Work to complete
The lines to reproduce run from the one containing "box: [267, 200, 274, 240]" through the end of the records below. Reproduce them exactly and add nothing.

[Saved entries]
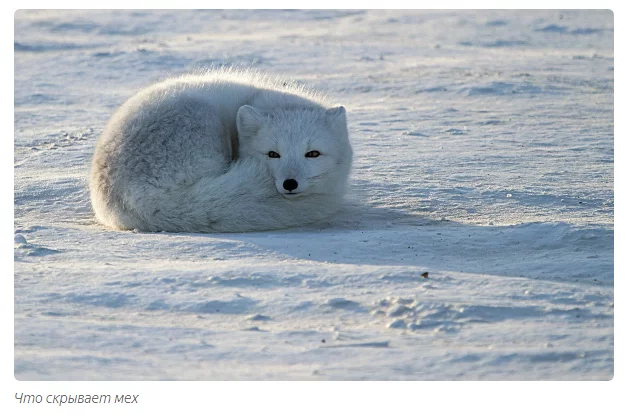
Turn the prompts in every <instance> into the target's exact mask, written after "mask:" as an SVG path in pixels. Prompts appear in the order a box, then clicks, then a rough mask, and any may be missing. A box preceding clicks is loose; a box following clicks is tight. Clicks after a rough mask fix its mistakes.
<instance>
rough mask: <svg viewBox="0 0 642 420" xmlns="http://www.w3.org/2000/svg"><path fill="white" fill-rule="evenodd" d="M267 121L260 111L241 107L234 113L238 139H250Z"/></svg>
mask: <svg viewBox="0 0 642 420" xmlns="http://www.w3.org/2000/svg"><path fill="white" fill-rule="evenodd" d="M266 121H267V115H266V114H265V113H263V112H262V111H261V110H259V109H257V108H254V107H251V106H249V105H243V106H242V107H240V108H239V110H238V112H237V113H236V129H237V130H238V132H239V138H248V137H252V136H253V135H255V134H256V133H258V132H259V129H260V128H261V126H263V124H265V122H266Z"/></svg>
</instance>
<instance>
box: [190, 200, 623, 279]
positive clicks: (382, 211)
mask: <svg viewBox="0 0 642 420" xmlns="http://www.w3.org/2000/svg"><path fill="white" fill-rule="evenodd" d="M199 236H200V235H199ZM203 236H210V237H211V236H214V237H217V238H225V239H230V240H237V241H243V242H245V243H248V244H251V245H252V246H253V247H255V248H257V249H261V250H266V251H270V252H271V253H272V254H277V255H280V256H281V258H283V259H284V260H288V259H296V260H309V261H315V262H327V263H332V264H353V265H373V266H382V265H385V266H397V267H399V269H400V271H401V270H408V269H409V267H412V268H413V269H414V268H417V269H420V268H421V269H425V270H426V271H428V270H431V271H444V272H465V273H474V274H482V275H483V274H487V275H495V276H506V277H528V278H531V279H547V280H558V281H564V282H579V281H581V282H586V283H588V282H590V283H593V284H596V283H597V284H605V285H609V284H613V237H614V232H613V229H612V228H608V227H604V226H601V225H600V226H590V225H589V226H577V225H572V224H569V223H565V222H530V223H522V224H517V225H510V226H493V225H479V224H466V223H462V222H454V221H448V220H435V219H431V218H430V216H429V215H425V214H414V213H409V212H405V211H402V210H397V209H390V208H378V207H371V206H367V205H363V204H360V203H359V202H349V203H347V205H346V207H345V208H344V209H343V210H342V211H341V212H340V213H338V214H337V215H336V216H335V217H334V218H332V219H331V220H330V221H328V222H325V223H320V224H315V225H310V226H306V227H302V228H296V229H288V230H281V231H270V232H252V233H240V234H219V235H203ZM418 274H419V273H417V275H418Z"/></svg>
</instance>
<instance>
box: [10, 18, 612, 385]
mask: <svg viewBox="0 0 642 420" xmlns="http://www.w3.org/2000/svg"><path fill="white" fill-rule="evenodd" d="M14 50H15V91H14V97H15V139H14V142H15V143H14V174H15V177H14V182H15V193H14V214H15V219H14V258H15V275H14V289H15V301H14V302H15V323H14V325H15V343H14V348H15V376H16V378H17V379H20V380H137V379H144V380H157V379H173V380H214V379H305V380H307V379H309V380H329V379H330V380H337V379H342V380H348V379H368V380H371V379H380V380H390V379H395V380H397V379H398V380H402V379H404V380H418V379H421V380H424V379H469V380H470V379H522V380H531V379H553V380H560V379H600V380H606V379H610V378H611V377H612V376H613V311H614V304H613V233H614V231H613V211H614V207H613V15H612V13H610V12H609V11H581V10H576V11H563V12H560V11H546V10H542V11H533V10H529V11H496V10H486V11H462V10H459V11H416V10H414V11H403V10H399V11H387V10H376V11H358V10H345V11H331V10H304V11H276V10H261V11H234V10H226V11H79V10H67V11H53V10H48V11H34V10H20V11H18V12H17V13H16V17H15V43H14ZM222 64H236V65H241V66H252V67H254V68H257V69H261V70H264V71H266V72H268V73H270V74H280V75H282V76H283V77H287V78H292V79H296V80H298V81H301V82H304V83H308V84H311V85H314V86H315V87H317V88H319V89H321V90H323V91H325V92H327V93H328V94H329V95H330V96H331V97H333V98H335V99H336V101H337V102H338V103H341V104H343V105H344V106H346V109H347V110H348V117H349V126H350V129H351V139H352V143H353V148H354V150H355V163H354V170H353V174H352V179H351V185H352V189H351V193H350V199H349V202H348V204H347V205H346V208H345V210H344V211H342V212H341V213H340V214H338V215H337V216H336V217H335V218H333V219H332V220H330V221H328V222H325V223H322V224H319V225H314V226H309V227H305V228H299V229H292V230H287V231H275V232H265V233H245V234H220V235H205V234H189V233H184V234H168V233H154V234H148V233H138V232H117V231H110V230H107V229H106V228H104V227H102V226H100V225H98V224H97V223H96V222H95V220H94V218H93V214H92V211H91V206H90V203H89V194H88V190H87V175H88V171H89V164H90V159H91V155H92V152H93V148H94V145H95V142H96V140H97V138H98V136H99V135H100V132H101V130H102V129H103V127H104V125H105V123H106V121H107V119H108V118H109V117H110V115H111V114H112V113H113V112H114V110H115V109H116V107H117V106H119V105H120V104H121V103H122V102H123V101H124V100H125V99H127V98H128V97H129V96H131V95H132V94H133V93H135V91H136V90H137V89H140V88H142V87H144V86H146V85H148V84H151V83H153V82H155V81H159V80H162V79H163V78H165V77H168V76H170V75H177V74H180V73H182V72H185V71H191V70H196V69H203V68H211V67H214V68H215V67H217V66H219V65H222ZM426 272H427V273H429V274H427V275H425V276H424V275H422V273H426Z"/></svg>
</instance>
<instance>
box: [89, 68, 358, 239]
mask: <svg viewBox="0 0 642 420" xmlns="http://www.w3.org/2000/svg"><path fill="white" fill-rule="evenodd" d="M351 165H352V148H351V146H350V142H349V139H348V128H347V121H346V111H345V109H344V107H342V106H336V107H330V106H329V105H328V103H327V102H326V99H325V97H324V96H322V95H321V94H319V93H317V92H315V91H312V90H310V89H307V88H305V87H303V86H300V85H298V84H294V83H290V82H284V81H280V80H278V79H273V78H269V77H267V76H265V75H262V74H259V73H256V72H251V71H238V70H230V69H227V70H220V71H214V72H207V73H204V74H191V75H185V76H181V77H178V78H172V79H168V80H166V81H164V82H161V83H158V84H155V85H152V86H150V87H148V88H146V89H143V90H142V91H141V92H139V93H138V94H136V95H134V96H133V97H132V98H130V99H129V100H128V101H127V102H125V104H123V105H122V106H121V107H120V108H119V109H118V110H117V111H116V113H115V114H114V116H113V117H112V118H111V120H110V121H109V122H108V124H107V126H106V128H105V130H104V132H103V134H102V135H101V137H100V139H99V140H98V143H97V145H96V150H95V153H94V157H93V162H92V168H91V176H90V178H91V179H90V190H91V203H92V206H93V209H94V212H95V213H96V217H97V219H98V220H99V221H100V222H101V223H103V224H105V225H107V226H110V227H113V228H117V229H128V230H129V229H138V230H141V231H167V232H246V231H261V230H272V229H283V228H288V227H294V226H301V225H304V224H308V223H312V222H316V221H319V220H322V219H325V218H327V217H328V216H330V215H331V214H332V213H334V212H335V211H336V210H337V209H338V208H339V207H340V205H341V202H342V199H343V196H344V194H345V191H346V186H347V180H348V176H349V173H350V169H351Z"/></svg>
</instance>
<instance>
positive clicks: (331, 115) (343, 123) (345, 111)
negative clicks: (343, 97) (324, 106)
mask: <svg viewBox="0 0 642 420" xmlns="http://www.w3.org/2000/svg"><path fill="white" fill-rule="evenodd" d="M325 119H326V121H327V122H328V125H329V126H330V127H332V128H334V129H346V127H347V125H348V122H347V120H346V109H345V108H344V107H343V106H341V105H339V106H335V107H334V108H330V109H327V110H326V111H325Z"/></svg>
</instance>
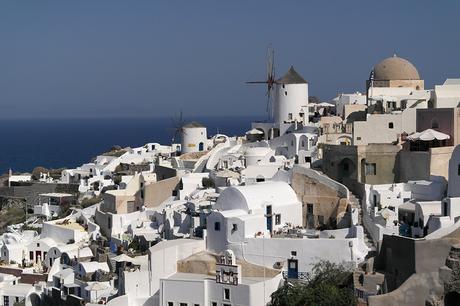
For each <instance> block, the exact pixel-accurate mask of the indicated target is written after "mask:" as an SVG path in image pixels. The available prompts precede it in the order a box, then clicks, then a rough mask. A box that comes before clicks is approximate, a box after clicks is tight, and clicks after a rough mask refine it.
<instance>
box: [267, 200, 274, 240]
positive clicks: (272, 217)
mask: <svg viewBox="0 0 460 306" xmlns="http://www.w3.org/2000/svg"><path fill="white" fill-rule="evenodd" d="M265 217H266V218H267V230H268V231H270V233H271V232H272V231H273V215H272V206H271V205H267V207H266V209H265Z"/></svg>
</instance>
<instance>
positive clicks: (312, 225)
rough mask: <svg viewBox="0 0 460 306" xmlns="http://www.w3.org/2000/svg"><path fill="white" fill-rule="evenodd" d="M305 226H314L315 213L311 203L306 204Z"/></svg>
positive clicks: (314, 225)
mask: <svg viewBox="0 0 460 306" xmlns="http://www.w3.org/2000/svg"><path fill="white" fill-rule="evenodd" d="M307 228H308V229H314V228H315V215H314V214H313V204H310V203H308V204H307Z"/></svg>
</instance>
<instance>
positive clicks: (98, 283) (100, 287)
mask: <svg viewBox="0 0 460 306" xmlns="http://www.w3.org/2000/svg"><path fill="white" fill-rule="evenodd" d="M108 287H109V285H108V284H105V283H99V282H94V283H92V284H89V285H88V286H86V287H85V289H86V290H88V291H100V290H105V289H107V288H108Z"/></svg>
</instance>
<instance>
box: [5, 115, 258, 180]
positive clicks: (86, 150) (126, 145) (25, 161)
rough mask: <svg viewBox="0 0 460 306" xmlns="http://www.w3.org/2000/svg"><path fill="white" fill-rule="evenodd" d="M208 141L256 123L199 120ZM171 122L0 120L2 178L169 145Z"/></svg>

Solution below
box: [267, 200, 274, 240]
positive clicks: (272, 217)
mask: <svg viewBox="0 0 460 306" xmlns="http://www.w3.org/2000/svg"><path fill="white" fill-rule="evenodd" d="M265 217H266V218H267V230H268V231H270V233H271V232H272V231H273V215H272V206H271V205H267V207H266V209H265Z"/></svg>
</instance>
<instance>
positive clicks: (312, 225)
rough mask: <svg viewBox="0 0 460 306" xmlns="http://www.w3.org/2000/svg"><path fill="white" fill-rule="evenodd" d="M305 226H314L315 213L311 203L306 204Z"/></svg>
positive clicks: (314, 225)
mask: <svg viewBox="0 0 460 306" xmlns="http://www.w3.org/2000/svg"><path fill="white" fill-rule="evenodd" d="M307 228H308V229H314V228H315V215H314V214H313V204H310V203H308V204H307Z"/></svg>
</instance>
<instance>
positive clicks: (98, 283) (100, 287)
mask: <svg viewBox="0 0 460 306" xmlns="http://www.w3.org/2000/svg"><path fill="white" fill-rule="evenodd" d="M108 287H109V285H108V284H105V283H99V282H94V283H92V284H89V285H88V286H86V287H85V289H86V290H88V291H100V290H105V289H107V288H108Z"/></svg>
</instance>
<instance>
box: [5, 115, 258, 180]
positive clicks: (86, 150) (126, 145) (25, 161)
rough mask: <svg viewBox="0 0 460 306" xmlns="http://www.w3.org/2000/svg"><path fill="white" fill-rule="evenodd" d="M208 141L256 123L199 120ZM171 122L0 120L2 178L169 145Z"/></svg>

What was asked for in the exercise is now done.